What to work on: Two lines in the listing below mark the span: one contains "Target: green foliage" and one contains "of the overcast". Reproduce both of them and everything between, exactly.

Supplied data:
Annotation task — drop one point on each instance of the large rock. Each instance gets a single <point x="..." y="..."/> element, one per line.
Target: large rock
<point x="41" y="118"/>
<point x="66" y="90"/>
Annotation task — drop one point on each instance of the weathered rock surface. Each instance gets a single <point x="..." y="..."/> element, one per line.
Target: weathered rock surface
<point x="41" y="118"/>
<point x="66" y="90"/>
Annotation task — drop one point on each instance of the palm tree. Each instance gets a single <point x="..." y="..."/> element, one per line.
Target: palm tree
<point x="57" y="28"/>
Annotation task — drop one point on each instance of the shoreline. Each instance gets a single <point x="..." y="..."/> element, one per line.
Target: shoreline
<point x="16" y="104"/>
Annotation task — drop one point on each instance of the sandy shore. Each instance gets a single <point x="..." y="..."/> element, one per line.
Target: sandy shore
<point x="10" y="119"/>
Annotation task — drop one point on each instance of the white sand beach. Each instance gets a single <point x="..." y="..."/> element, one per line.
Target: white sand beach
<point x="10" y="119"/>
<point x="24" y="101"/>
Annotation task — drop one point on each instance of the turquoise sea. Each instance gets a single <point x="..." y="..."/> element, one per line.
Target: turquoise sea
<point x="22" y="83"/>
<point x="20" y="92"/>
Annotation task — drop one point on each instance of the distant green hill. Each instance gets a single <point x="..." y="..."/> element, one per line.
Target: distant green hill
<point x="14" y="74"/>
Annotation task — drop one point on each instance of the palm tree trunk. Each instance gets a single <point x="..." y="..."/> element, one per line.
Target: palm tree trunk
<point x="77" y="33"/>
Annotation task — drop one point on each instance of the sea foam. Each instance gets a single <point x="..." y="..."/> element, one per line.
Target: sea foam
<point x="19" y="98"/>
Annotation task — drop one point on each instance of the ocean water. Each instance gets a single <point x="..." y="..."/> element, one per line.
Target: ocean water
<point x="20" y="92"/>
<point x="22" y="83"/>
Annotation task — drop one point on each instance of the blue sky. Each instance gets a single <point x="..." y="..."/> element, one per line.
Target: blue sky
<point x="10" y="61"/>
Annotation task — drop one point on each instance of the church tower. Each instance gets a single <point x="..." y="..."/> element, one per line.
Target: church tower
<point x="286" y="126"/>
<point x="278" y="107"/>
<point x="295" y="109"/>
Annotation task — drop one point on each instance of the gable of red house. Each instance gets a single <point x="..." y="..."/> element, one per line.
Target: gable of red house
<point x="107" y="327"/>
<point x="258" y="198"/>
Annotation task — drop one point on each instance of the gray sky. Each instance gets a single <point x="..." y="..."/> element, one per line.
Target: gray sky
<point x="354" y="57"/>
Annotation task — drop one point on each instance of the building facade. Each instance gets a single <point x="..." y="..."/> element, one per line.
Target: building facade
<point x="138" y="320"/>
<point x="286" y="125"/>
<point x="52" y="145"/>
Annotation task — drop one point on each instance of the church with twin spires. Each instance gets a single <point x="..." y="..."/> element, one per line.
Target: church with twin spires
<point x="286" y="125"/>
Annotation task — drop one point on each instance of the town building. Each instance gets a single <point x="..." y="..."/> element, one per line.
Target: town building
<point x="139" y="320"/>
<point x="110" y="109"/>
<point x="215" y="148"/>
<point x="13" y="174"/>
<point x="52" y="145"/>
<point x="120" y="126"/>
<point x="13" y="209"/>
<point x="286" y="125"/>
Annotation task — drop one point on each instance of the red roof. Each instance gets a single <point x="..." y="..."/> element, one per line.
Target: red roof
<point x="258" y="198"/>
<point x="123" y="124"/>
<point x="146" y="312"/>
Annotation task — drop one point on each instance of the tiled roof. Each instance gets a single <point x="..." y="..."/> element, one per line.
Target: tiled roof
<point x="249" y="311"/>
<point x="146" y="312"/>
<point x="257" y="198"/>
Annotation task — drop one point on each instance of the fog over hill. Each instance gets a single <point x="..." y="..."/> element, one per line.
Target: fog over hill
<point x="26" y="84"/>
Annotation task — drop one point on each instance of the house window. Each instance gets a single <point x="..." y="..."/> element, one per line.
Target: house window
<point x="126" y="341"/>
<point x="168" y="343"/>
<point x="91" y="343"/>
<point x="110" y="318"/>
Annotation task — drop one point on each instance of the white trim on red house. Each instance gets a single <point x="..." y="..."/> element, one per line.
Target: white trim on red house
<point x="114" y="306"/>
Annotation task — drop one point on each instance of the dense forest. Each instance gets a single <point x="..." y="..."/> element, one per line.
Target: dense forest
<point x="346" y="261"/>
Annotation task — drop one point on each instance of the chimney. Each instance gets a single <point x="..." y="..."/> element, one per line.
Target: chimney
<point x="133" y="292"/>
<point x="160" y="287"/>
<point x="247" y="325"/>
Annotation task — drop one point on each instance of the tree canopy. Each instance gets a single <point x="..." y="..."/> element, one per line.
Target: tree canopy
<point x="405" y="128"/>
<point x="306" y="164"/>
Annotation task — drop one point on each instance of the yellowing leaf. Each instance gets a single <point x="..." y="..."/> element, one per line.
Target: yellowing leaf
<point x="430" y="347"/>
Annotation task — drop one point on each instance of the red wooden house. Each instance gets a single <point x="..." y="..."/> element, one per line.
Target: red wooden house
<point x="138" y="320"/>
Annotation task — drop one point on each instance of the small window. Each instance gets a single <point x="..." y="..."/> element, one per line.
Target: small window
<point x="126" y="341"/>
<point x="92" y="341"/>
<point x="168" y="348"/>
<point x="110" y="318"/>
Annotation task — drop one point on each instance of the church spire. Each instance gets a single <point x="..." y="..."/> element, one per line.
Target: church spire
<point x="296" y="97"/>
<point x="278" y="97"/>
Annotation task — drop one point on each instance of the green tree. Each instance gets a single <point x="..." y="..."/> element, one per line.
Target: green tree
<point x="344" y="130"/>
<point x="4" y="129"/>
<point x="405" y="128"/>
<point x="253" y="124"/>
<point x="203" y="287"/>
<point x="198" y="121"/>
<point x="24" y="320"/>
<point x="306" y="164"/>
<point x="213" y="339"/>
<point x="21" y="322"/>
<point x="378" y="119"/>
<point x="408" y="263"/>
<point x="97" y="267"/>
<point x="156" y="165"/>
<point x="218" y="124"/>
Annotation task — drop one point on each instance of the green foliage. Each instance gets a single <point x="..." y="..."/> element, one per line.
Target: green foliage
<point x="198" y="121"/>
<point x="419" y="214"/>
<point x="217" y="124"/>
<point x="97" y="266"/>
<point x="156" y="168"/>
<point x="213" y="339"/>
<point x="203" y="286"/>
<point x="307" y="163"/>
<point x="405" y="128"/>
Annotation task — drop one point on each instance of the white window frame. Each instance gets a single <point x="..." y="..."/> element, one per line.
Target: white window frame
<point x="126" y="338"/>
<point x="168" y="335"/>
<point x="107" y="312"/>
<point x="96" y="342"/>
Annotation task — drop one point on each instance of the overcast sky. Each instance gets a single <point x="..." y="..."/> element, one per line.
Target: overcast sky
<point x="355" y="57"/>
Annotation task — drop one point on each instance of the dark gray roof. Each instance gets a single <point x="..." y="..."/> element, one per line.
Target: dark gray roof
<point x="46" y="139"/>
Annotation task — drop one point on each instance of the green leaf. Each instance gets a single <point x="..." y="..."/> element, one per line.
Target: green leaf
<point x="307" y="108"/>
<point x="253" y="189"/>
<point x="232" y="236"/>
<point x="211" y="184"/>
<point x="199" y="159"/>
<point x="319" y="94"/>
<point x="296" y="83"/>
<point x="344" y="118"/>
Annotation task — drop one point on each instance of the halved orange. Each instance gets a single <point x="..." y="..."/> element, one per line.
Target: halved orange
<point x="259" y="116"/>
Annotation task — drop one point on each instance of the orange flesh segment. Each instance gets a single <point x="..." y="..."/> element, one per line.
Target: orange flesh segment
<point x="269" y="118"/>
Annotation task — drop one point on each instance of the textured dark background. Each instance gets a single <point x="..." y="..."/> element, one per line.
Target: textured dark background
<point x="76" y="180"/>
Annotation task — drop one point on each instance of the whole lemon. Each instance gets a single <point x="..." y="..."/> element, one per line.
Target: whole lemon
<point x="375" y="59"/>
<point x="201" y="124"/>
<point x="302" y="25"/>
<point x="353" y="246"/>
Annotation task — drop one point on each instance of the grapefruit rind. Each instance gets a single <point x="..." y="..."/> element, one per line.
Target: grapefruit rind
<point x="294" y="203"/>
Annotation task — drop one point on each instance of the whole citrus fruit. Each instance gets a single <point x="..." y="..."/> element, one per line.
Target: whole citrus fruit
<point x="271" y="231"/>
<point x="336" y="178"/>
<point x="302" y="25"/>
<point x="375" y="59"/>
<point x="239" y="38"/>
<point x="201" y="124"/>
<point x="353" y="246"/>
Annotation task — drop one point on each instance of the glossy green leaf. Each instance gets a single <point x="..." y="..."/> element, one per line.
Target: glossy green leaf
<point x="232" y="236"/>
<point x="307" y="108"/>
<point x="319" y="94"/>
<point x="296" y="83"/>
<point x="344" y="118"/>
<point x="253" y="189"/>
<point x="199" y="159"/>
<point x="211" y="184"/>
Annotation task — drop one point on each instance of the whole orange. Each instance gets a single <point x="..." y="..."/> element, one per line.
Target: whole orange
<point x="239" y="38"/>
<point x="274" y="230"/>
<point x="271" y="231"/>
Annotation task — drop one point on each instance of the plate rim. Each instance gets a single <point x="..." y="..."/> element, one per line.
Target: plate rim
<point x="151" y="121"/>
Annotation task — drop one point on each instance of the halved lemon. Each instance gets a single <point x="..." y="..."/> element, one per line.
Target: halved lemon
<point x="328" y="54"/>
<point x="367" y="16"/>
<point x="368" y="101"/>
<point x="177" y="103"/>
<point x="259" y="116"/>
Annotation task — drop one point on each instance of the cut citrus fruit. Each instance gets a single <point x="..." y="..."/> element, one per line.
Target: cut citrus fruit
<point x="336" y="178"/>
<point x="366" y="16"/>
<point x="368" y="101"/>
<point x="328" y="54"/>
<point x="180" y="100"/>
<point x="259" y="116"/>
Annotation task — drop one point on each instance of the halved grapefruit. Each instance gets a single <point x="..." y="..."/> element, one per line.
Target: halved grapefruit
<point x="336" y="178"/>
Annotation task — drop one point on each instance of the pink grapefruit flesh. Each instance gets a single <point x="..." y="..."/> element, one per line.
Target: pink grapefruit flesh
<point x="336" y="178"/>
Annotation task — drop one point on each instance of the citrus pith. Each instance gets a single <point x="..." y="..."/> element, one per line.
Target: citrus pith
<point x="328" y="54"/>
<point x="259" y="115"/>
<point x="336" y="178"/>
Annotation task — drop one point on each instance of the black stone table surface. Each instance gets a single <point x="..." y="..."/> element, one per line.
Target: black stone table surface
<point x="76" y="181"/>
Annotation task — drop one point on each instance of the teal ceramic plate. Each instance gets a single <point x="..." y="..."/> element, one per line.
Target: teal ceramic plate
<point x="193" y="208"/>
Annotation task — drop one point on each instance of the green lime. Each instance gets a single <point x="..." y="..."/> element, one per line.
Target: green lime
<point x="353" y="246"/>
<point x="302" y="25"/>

Answer section:
Target: green foliage
<point x="198" y="121"/>
<point x="419" y="214"/>
<point x="217" y="124"/>
<point x="97" y="266"/>
<point x="156" y="168"/>
<point x="213" y="339"/>
<point x="203" y="286"/>
<point x="307" y="163"/>
<point x="405" y="128"/>
Annotation task — drop one point on each instance of the white window frame. Each instance gets a single <point x="..." y="..."/> element, one per line.
Target: white window frame
<point x="126" y="338"/>
<point x="168" y="335"/>
<point x="107" y="312"/>
<point x="96" y="342"/>
Annotation task — drop one point on each instance of the overcast sky. Each instance gets a single <point x="..." y="..."/> element, one per line.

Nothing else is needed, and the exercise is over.